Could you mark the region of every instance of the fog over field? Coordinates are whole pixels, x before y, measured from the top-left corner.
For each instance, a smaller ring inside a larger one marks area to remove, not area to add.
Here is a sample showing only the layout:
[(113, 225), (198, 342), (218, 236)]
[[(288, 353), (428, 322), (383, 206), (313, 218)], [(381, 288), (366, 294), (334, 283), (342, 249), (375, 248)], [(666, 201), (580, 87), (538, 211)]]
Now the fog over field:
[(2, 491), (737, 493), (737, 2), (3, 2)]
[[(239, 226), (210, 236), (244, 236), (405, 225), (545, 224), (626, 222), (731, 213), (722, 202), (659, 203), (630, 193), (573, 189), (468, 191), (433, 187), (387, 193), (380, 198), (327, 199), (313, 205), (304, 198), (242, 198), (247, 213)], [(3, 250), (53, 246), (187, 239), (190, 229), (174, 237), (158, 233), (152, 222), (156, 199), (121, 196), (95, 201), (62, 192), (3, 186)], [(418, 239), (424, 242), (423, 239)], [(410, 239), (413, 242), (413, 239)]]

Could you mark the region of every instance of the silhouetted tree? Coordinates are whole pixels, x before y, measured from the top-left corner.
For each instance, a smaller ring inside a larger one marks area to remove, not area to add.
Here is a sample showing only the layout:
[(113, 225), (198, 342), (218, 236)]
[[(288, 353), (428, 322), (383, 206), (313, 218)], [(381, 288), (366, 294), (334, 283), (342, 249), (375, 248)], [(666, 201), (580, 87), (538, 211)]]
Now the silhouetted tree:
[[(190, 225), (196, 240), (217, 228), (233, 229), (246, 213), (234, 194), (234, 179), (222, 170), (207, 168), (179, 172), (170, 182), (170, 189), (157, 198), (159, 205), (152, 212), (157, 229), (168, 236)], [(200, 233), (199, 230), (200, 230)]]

_ _ _ _ _ _ _

**GOAL OF THE EXERCISE**
Rewrite the data above, substituting "morning mist" for each occurrence of "fog over field" and keeping everything else unchanged.

**EXERCISE RESPONSE**
Could you mark the region of every instance of the morning mist? Coordinates are whole pixels, x before y, measured from the top-left corner.
For each instance, a smaller ring inside a larger one marks area to remove, not area to add.
Here is a sample showing only the layout:
[(113, 225), (198, 342), (218, 236)]
[[(288, 353), (428, 322), (383, 206), (313, 218)], [(381, 288), (366, 294), (334, 283), (342, 249), (375, 248)], [(666, 201), (580, 87), (538, 211)]]
Now the morning mist:
[(2, 491), (737, 493), (737, 2), (3, 2)]
[[(239, 226), (210, 236), (244, 236), (405, 225), (545, 224), (626, 222), (731, 213), (722, 202), (659, 203), (630, 193), (573, 189), (468, 191), (433, 187), (387, 193), (380, 198), (327, 199), (313, 205), (304, 198), (242, 198), (247, 213)], [(3, 250), (53, 246), (187, 239), (190, 229), (174, 237), (158, 233), (152, 222), (156, 199), (121, 196), (95, 201), (62, 192), (3, 186)], [(418, 239), (424, 242), (423, 239)], [(410, 239), (413, 242), (413, 239)]]

Could you mark the region of every instance of the silhouetted tree? Coordinates are whole pixels, x before y, measured from the top-left corner.
For each instance, a smaller ring inside a larger one marks area to remove, not area to add.
Here is a sample showing only the layout:
[(113, 225), (198, 342), (218, 236)]
[[(288, 353), (428, 322), (383, 206), (313, 218)], [(381, 288), (366, 294), (334, 283), (342, 249), (375, 248)], [(666, 201), (580, 87), (538, 211)]]
Now the silhouetted tree:
[[(190, 225), (196, 240), (217, 228), (233, 229), (246, 213), (234, 194), (234, 179), (222, 170), (207, 168), (179, 172), (170, 182), (170, 189), (157, 198), (159, 205), (152, 212), (157, 229), (168, 236)], [(200, 233), (199, 230), (200, 230)]]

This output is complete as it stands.